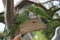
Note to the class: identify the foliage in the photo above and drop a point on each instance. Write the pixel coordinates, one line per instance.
(47, 17)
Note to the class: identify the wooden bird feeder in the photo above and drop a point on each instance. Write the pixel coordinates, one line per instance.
(32, 25)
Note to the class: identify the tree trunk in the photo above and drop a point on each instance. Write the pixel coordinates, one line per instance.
(9, 13)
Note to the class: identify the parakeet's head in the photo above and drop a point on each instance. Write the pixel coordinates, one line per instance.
(57, 31)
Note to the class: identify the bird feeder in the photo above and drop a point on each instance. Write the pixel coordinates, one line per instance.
(32, 24)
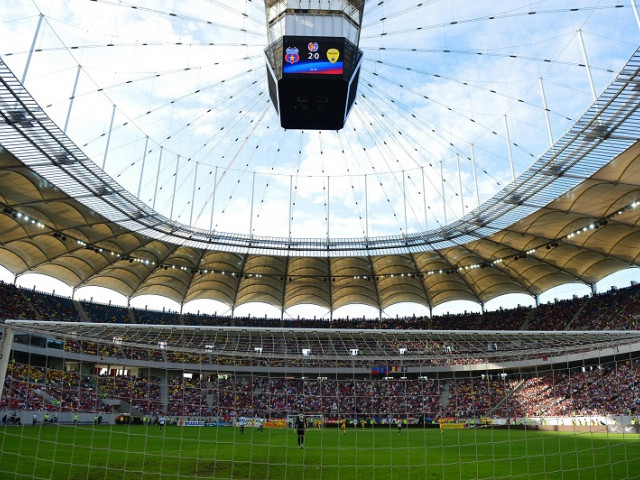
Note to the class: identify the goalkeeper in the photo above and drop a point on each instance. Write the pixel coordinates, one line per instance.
(300, 426)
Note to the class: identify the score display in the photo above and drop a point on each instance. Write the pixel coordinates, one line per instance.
(313, 56)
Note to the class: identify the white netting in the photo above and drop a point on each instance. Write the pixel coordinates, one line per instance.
(115, 401)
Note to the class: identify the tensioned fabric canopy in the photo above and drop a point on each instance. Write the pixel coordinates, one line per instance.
(572, 216)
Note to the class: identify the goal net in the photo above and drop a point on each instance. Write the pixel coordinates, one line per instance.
(112, 401)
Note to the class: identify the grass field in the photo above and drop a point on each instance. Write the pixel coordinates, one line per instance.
(139, 452)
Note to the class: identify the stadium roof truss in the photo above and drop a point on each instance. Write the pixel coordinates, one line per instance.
(570, 217)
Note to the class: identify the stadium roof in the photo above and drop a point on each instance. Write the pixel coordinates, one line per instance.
(377, 214)
(571, 217)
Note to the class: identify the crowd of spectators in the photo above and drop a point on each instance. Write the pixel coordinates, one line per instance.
(42, 389)
(611, 389)
(600, 390)
(616, 309)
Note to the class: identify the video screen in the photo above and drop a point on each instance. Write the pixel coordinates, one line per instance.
(313, 56)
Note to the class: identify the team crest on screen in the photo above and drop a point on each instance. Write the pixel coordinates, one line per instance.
(292, 55)
(333, 54)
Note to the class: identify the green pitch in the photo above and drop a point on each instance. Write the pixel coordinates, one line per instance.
(137, 452)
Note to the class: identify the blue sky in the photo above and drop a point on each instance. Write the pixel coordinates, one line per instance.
(445, 86)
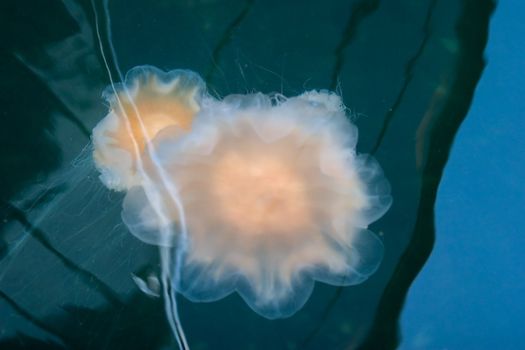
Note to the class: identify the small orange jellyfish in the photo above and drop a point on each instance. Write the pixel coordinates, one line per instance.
(267, 191)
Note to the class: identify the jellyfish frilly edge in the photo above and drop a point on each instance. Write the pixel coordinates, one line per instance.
(273, 194)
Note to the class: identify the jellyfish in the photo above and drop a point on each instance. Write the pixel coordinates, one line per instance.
(262, 195)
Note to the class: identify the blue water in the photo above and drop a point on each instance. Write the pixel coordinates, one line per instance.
(470, 293)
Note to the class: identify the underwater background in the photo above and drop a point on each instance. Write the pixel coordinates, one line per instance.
(436, 100)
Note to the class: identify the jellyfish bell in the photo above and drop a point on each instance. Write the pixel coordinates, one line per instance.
(274, 196)
(148, 101)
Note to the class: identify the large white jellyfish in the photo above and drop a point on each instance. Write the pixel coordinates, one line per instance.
(263, 195)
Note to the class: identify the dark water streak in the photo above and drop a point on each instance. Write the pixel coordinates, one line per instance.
(472, 36)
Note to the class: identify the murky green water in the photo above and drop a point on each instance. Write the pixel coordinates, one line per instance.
(405, 69)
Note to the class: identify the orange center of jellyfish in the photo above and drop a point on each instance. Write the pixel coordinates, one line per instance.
(260, 194)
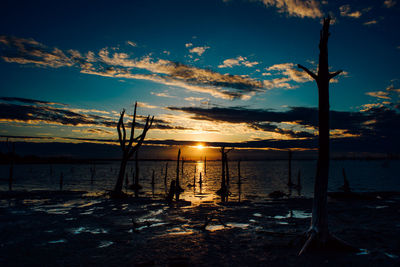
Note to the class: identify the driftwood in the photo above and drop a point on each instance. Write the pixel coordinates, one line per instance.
(11, 151)
(318, 236)
(290, 169)
(178, 188)
(171, 193)
(224, 190)
(61, 181)
(127, 147)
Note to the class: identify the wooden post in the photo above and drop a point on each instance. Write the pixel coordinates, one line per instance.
(205, 165)
(194, 176)
(165, 177)
(239, 176)
(11, 151)
(92, 173)
(178, 188)
(61, 181)
(227, 169)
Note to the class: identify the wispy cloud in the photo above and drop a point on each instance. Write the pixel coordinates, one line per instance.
(371, 22)
(36, 112)
(131, 43)
(389, 3)
(199, 50)
(345, 11)
(238, 61)
(379, 94)
(296, 8)
(120, 65)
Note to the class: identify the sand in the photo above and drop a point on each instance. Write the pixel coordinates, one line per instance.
(43, 228)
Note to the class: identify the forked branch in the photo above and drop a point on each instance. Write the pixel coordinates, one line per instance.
(309, 72)
(334, 74)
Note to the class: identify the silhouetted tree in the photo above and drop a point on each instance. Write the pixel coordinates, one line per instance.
(224, 191)
(129, 149)
(11, 152)
(178, 188)
(318, 235)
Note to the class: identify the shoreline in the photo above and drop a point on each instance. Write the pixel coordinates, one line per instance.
(67, 228)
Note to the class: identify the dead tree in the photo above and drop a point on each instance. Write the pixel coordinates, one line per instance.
(178, 188)
(223, 191)
(11, 152)
(318, 235)
(290, 169)
(128, 147)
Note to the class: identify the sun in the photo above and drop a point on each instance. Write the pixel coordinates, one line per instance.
(200, 146)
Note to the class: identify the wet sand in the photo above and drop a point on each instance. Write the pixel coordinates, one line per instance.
(46, 228)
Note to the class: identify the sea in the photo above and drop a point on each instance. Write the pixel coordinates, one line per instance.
(257, 178)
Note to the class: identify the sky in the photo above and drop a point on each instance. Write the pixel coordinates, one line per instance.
(220, 72)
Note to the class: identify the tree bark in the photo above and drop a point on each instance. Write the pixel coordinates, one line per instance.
(318, 234)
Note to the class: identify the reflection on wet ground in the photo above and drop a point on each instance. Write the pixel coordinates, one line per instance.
(79, 222)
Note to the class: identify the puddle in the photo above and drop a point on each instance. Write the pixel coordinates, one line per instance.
(104, 244)
(18, 212)
(363, 252)
(392, 256)
(377, 207)
(297, 214)
(57, 241)
(217, 227)
(91, 203)
(83, 229)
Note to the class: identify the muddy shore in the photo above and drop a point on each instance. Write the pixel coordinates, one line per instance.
(45, 228)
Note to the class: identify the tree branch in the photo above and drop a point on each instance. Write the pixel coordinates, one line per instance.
(121, 122)
(331, 75)
(309, 72)
(133, 127)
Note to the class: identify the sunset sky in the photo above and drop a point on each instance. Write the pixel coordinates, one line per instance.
(209, 71)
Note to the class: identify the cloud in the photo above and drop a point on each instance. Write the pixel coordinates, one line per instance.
(146, 105)
(162, 94)
(35, 113)
(133, 44)
(194, 98)
(379, 94)
(290, 73)
(345, 11)
(29, 101)
(371, 22)
(296, 8)
(120, 65)
(389, 3)
(29, 51)
(377, 124)
(238, 61)
(199, 50)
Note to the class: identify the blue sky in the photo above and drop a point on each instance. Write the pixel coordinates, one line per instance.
(194, 64)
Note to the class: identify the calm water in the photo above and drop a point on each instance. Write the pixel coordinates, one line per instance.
(259, 178)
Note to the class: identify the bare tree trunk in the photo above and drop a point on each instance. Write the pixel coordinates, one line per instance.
(290, 169)
(121, 174)
(318, 234)
(227, 170)
(205, 165)
(178, 188)
(127, 147)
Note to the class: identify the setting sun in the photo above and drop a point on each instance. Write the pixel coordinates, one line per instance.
(199, 146)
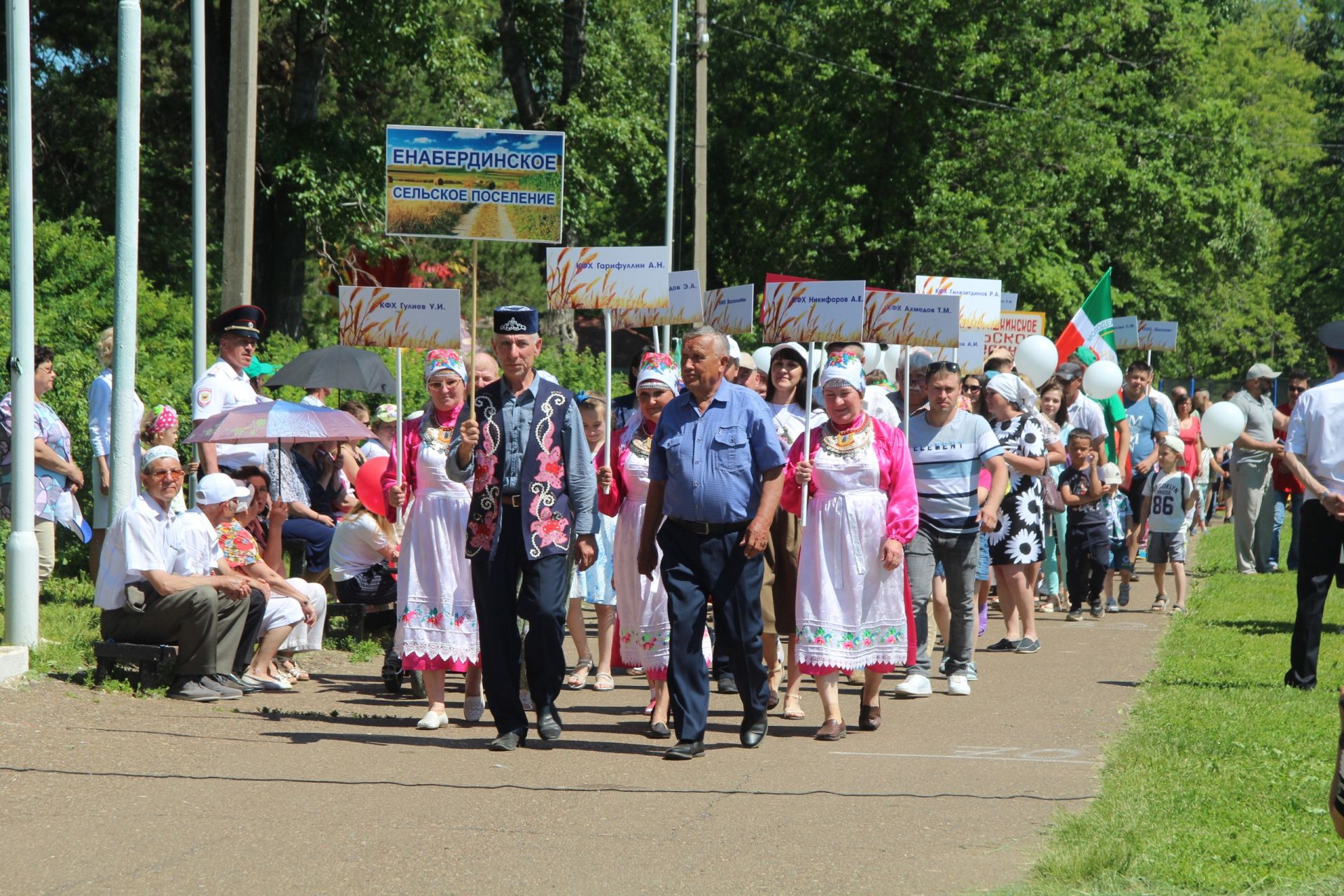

=-=-=-=-=

Starting with the line that contains "Note to the class: identify the bare" and ending with the last line of the data, copy every line unchanged except for the pixel coordinates, where each number should be raised by 9. Leave the pictures out.

*Output for this exercise:*
Note to the class: identify the bare tree trunk in the photo above and drop a point on each instance. Write the pixel coordinates, one line per instance.
(299, 178)
(130, 183)
(327, 243)
(236, 179)
(214, 174)
(187, 197)
(136, 156)
Note to the class: identify the setting sun in the photo above and drop a point on each instance. Write the pixel coordinates, one line per instance.
(208, 155)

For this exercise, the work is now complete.